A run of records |

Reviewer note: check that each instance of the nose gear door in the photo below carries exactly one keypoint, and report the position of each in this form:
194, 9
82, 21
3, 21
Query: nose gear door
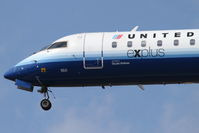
93, 51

Directions | Print every one of the lines above again word for word, omitting the pictures.

Output of the exercise |
Reviewer note: check that each instance of the nose gear door in the photo below carries exactly one keypoint, and report the position of each in this form:
194, 9
82, 21
3, 21
Query: nose gear door
93, 51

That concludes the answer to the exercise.